◆ YOUR TASK ◆
Return every line of the data that contains the string "target".

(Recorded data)
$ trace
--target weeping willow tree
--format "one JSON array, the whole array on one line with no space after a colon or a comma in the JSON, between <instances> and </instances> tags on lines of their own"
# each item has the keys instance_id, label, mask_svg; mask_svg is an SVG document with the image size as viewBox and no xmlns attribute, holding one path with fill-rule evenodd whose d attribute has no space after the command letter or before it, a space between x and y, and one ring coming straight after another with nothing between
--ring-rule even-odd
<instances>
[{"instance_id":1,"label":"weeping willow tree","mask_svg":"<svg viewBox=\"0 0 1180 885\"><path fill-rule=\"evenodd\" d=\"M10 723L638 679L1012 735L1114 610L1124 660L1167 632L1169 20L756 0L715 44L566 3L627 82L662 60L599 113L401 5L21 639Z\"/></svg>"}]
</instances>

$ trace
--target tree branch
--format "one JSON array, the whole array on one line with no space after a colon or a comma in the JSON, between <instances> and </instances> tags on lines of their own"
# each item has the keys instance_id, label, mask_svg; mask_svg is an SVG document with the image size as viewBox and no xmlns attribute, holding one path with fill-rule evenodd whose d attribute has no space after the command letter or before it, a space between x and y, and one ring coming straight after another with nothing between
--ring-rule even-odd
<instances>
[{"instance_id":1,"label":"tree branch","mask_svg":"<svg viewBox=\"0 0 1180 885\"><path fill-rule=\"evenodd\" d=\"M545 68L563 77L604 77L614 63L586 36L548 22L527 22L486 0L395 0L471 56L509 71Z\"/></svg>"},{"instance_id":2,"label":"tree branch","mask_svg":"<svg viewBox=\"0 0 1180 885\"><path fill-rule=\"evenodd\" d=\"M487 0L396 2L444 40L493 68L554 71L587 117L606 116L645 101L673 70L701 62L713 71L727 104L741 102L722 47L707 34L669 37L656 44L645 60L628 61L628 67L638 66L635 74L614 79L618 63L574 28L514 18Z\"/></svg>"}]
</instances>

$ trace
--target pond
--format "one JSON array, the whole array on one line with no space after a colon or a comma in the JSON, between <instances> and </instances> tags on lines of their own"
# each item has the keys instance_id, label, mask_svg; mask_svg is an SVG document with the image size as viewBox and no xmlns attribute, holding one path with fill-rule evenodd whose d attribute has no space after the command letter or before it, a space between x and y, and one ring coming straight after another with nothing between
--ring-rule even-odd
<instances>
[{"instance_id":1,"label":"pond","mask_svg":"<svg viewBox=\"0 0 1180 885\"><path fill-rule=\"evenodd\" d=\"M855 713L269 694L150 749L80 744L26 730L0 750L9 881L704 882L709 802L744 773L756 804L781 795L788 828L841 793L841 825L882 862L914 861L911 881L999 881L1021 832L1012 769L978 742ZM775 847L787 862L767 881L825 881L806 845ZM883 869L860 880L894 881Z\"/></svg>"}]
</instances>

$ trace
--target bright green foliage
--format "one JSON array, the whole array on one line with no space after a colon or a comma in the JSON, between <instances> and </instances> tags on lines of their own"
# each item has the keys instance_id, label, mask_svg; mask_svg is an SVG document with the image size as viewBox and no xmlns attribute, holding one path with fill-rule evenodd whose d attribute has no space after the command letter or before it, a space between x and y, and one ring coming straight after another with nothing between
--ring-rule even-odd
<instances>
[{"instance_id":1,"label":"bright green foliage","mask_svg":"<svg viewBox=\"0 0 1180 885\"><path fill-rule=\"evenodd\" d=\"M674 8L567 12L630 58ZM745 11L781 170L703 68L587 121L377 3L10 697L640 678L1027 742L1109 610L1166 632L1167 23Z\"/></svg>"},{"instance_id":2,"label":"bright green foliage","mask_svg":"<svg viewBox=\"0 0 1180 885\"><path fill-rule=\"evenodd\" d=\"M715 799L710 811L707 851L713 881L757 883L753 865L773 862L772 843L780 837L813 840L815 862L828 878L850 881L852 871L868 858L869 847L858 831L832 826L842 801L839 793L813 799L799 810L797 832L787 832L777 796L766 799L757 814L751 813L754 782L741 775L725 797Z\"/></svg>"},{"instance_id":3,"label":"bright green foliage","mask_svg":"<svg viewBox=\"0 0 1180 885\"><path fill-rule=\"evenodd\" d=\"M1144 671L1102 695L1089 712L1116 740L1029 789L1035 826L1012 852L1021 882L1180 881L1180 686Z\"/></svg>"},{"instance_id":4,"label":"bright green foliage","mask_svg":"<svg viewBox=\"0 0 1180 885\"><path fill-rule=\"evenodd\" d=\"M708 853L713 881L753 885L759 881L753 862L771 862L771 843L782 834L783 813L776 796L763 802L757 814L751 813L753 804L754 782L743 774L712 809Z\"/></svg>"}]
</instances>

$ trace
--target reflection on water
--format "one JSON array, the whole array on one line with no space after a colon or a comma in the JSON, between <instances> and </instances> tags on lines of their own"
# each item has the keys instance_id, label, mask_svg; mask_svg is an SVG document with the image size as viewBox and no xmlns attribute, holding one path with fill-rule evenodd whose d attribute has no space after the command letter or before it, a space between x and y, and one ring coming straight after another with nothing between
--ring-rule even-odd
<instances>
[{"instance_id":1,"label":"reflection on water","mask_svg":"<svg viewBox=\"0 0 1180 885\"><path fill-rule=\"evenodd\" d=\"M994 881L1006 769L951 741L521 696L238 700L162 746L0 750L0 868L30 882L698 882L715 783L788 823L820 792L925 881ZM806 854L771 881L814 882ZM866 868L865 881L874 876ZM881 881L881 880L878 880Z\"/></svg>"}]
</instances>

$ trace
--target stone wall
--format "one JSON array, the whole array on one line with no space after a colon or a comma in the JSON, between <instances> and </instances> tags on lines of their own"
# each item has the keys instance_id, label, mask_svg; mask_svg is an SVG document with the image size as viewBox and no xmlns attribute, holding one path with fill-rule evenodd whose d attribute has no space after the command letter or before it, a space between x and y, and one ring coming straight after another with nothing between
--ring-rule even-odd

◆ ANSWER TO THE EXERCISE ◆
--target weeping willow tree
--target tree branch
--target pond
--target bright green foliage
--target reflection on water
--target stone wall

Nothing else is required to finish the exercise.